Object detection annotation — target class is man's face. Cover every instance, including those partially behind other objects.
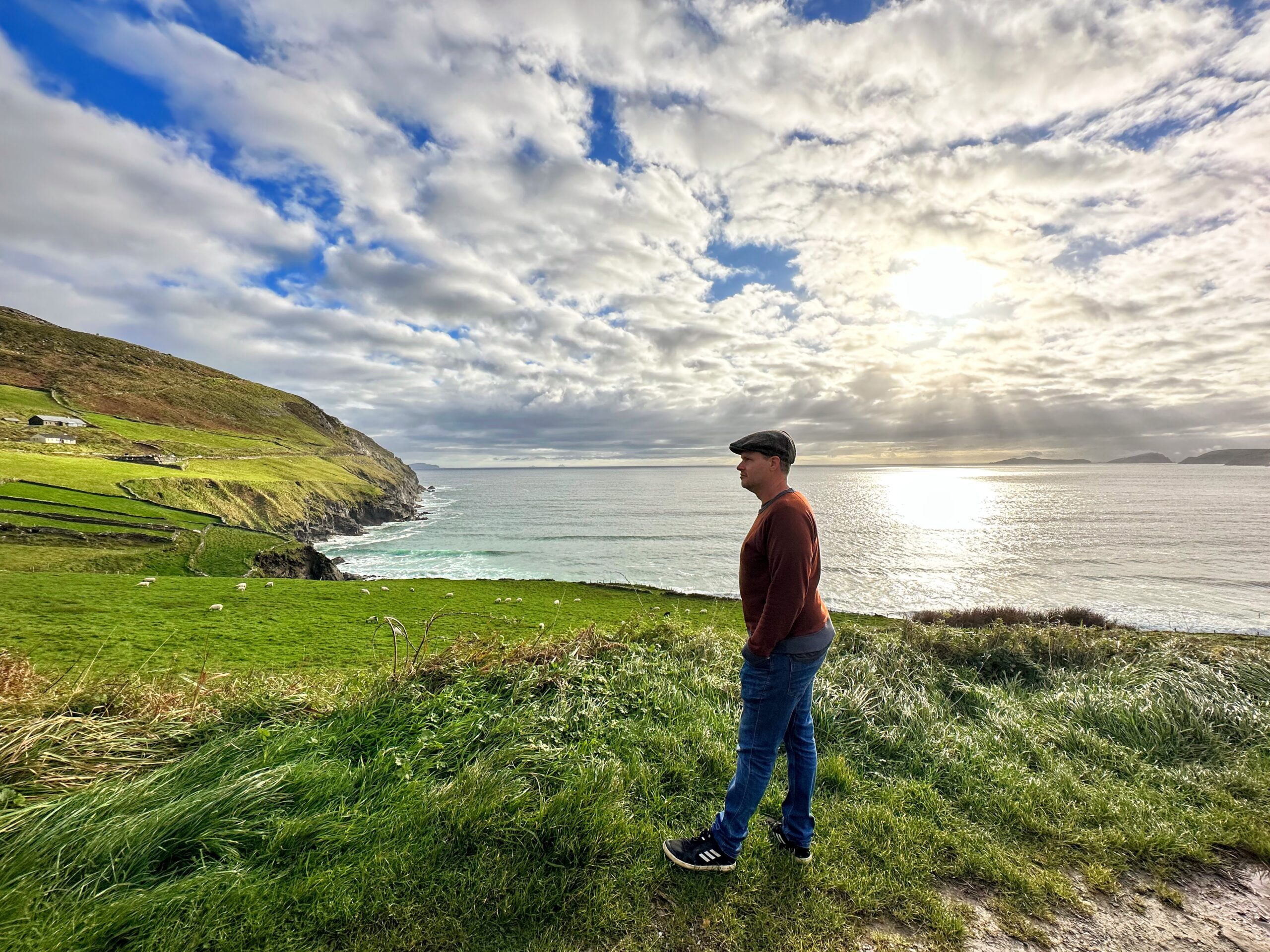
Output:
[737,449,781,492]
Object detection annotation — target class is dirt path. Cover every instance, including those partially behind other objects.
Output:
[956,862,1270,952]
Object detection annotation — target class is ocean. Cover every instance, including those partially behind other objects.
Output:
[319,465,1270,633]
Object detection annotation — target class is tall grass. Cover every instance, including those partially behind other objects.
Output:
[0,617,1270,951]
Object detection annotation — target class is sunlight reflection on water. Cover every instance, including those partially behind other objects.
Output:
[321,466,1270,631]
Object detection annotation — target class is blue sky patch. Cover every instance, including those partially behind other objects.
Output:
[706,238,798,301]
[0,1,173,129]
[587,86,631,172]
[790,0,874,23]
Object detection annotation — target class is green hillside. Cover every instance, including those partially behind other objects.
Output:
[0,307,418,575]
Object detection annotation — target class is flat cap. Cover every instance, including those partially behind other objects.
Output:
[728,430,798,463]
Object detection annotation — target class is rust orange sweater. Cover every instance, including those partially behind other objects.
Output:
[740,491,829,657]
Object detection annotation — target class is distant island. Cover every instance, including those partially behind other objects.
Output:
[1182,449,1270,466]
[987,456,1089,466]
[1107,453,1172,463]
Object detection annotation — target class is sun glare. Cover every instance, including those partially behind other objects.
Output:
[890,246,1001,317]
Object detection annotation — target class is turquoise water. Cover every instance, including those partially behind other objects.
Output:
[319,466,1270,633]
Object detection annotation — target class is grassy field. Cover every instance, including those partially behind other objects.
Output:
[0,481,220,530]
[0,574,742,674]
[0,306,418,571]
[0,532,199,578]
[0,594,1270,952]
[0,481,286,576]
[0,383,64,422]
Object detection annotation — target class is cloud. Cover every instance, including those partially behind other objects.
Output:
[0,0,1270,463]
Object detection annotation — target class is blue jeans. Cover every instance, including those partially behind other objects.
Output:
[711,651,828,855]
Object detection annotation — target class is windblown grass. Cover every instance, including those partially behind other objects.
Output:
[912,605,1121,628]
[0,613,1270,952]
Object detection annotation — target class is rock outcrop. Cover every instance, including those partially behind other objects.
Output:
[1182,449,1270,466]
[253,544,347,581]
[1107,453,1172,463]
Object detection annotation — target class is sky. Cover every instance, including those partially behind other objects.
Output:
[0,0,1270,466]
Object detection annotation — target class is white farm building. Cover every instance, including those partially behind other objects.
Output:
[27,414,88,426]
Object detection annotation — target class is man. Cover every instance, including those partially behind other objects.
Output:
[662,430,833,872]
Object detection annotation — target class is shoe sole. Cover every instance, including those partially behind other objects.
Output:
[662,843,737,872]
[767,827,812,866]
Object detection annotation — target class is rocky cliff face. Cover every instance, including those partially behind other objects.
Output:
[286,481,420,542]
[254,546,348,581]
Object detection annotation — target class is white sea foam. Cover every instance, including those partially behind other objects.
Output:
[320,466,1270,632]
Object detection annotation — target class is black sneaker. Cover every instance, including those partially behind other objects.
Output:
[767,820,812,863]
[662,827,737,872]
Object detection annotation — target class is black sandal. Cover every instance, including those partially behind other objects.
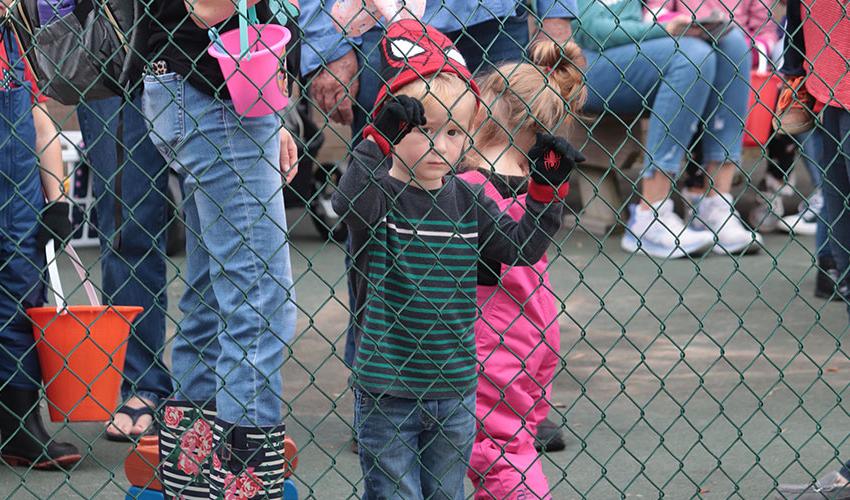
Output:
[105,404,156,443]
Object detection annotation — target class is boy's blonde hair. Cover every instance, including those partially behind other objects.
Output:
[394,73,475,130]
[475,40,587,148]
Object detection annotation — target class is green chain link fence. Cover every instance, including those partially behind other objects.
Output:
[0,0,850,499]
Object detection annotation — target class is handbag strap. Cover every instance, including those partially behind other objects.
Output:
[44,239,100,314]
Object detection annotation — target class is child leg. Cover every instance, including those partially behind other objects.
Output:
[354,389,423,500]
[419,393,475,500]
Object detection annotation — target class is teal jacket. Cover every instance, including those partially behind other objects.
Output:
[573,0,667,51]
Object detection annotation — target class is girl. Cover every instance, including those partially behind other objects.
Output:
[461,41,585,498]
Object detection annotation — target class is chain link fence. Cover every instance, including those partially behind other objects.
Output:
[0,0,850,499]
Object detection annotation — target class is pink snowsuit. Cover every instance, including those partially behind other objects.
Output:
[461,171,561,499]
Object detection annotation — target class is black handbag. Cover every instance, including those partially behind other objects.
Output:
[11,0,147,105]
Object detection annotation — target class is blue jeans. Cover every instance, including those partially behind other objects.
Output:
[354,389,475,500]
[0,83,45,390]
[343,12,529,366]
[77,95,172,404]
[821,106,850,312]
[144,73,296,427]
[584,29,750,176]
[795,128,832,258]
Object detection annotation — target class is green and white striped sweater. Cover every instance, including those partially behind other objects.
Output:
[333,141,561,399]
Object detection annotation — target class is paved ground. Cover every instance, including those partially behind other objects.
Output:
[0,205,850,499]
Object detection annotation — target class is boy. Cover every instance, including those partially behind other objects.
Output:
[333,20,584,498]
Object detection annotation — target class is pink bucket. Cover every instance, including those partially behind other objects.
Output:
[209,24,291,117]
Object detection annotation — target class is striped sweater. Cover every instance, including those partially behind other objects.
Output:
[332,141,561,399]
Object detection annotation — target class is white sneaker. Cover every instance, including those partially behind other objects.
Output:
[620,200,714,259]
[778,190,823,236]
[697,194,762,255]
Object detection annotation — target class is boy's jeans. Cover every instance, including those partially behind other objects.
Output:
[821,106,850,312]
[77,95,172,405]
[144,73,296,427]
[354,389,475,500]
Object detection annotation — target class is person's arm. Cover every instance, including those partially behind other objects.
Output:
[536,0,578,45]
[299,0,359,125]
[576,0,667,50]
[478,133,584,266]
[183,0,260,29]
[331,138,389,228]
[32,103,65,202]
[478,190,563,266]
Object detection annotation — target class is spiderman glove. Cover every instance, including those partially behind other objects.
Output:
[363,95,425,155]
[528,132,585,203]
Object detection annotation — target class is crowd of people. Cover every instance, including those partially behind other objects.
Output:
[0,0,850,498]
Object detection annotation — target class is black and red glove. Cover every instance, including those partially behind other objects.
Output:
[363,95,425,155]
[528,132,585,203]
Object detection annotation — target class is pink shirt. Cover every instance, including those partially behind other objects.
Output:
[646,0,779,55]
[801,0,850,110]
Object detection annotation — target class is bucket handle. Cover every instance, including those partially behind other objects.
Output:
[44,239,100,314]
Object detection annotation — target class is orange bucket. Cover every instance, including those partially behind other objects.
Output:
[27,306,143,422]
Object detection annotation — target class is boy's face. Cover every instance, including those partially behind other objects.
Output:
[393,92,476,189]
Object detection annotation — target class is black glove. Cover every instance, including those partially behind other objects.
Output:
[363,95,425,154]
[528,132,585,202]
[36,201,74,250]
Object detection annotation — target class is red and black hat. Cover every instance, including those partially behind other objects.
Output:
[372,19,479,116]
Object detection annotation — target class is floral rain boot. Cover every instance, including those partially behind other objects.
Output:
[159,400,215,500]
[209,419,286,500]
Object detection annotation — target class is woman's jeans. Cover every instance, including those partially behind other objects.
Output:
[144,73,296,427]
[77,95,172,405]
[821,106,850,312]
[584,29,752,176]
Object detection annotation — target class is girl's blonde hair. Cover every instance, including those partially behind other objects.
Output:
[475,40,587,148]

**What you should do**
Could you write out the lines again, starting at the line containing "Object detection annotation — target class is boy's face." and ending at the line containing "[584,29,752,176]", switching "floral rain boot" to "patterned rain boot" and keeping everything else the same? Give only those lines.

**Solution to this exercise**
Object detection annotation — target class is boy's face. Cover every instance, including those partially behind other objects.
Output:
[393,92,476,189]
Object detection annotation — target class is black glove. Cover every instance, including those partially behind other objects.
Output:
[363,95,425,154]
[528,132,585,202]
[36,201,74,250]
Object detection annotation — target class is red and black hat. Cover every instance, including those partially behind other objects.
Output:
[372,19,479,116]
Object detection annotation — target class is patterned rain boot. Cover every instance, including those partially behind other objects.
Output:
[159,400,215,500]
[209,419,286,500]
Object detection annotation — target class is woman's jeans. Cover every instance, including those partially behind other objects.
Output:
[144,73,296,427]
[77,95,172,405]
[821,106,850,312]
[584,29,752,176]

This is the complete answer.